§ TASKS TO PERFORM
(a) In the forum post, how often does the writer plan to take riding lessons at the start?
(b) Reproduce the forum post word for word from "Hi there! I'm" to "suggestions for me?".

§ SOURCE EXTRACT
+++
# Just a newbie saying Hello!



## julezdisney (Aug 29, 2012)

Hi there! I'm just a newbie to horseforum and the world of horses altogether really. I had a fierce obsession in my early teens. My dad put me in lessons - I only took 3, I didn't like my teacher, the horse, or that I had to learn on Western when I wanted to learn on English. 

lol... Well here I am 20 years later and I WANT to learn Western, and I'm reading everything I can get my hands on before I choose a stable. I'd like to start out at a lesson every two weeks, that's really all my schedule will allow right now, hopefully in the spring I can move that to weekly. 

My long term goals would be horse ownership, competitive trails, and barrels!

I took a trail ride last week, would like to do another 2 before I go to my first lesson, just to mix things up and feel confident going in. Any suggestions for me?
+++
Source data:

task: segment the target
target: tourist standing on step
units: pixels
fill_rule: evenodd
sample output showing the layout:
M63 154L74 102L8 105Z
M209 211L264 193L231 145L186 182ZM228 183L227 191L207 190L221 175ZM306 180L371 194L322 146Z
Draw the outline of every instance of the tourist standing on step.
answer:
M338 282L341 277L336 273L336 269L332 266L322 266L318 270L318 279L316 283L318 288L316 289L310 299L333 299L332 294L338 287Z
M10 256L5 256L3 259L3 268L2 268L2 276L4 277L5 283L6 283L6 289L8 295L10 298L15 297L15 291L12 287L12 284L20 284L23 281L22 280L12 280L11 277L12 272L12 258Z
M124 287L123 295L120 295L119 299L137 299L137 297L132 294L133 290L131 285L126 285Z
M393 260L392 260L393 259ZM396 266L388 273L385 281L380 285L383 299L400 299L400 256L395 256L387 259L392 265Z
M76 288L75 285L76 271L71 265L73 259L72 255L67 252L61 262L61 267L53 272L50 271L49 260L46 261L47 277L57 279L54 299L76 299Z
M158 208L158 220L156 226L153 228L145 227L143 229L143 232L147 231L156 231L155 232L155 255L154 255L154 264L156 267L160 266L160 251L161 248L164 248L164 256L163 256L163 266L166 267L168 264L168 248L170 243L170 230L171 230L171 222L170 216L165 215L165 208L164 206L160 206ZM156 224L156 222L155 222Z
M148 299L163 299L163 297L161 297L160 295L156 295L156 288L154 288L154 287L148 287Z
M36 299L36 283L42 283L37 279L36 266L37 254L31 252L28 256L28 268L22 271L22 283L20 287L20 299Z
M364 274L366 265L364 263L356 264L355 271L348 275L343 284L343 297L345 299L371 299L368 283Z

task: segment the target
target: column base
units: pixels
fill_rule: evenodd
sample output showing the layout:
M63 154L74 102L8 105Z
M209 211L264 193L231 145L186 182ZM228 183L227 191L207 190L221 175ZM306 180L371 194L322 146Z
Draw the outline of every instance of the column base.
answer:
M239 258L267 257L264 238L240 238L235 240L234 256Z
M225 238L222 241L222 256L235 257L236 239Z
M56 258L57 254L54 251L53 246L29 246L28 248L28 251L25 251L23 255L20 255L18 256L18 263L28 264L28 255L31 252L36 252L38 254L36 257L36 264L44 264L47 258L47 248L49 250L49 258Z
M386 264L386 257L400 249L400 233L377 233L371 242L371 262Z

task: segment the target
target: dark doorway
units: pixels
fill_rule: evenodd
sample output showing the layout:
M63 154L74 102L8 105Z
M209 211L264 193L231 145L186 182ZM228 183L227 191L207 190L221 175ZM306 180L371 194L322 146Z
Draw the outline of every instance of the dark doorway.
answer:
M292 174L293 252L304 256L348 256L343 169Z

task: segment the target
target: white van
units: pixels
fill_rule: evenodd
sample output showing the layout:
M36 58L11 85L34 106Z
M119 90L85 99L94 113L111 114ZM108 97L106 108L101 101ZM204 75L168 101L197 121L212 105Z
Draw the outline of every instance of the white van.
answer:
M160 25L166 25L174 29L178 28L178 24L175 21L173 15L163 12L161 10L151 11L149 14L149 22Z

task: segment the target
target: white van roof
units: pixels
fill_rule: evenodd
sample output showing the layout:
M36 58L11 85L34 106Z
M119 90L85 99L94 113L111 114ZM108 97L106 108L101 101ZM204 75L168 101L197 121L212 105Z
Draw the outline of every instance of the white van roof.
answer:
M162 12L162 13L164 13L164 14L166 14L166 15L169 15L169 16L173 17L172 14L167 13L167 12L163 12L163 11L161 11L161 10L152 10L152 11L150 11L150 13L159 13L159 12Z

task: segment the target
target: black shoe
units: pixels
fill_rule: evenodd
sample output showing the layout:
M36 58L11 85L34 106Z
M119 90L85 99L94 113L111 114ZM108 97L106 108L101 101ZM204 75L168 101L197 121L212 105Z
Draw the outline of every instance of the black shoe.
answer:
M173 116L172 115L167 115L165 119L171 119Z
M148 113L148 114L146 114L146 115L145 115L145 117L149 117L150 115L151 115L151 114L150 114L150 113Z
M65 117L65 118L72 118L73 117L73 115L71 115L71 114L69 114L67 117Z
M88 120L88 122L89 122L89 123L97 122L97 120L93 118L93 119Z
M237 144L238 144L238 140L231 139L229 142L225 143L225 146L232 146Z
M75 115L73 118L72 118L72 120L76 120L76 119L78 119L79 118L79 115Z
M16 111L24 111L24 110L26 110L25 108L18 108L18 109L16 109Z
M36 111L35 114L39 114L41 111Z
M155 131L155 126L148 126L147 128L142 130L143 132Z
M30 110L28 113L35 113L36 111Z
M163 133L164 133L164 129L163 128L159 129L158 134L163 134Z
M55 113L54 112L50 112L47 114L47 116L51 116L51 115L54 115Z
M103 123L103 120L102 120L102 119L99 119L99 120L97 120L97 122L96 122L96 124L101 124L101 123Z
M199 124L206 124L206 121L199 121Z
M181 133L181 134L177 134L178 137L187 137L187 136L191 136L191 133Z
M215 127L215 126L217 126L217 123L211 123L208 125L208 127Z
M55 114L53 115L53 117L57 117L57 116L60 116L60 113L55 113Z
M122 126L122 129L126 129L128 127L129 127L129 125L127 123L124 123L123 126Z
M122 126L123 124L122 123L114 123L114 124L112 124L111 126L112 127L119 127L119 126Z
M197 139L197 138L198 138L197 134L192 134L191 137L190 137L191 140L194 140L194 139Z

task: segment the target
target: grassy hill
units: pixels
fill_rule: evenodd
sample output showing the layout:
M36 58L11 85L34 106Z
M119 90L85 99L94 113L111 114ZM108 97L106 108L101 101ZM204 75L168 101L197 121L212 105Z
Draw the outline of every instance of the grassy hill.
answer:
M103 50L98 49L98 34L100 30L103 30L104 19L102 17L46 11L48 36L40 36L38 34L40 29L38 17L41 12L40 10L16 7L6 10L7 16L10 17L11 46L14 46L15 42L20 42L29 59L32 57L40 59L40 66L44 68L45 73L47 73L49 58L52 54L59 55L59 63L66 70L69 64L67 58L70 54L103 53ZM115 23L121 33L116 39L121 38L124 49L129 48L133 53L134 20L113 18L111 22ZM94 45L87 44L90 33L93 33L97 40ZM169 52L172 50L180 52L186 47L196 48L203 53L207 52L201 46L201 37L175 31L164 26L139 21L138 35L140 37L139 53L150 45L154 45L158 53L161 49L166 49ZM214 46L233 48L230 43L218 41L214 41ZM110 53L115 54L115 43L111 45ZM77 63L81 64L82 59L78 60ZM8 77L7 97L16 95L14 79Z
+++
§ EXPECTED OUTPUTS
(a) One lesson every two weeks.

(b)
Hi there! I'm just a newbie to horseforum and the world of horses altogether really. I had a fierce obsession in my early teens. My dad put me in lessons - I only took 3, I didn't like my teacher, the horse, or that I had to learn on Western when I wanted to learn on English. 

lol... Well here I am 20 years later and I WANT to learn Western, and I'm reading everything I can get my hands on before I choose a stable. I'd like to start out at a lesson every two weeks, that's really all my schedule will allow right now, hopefully in the spring I can move that to weekly. 

My long term goals would be horse ownership, competitive trails, and barrels!

I took a trail ride last week, would like to do another 2 before I go to my first lesson, just to mix things up and feel confident going in. Any suggestions for me?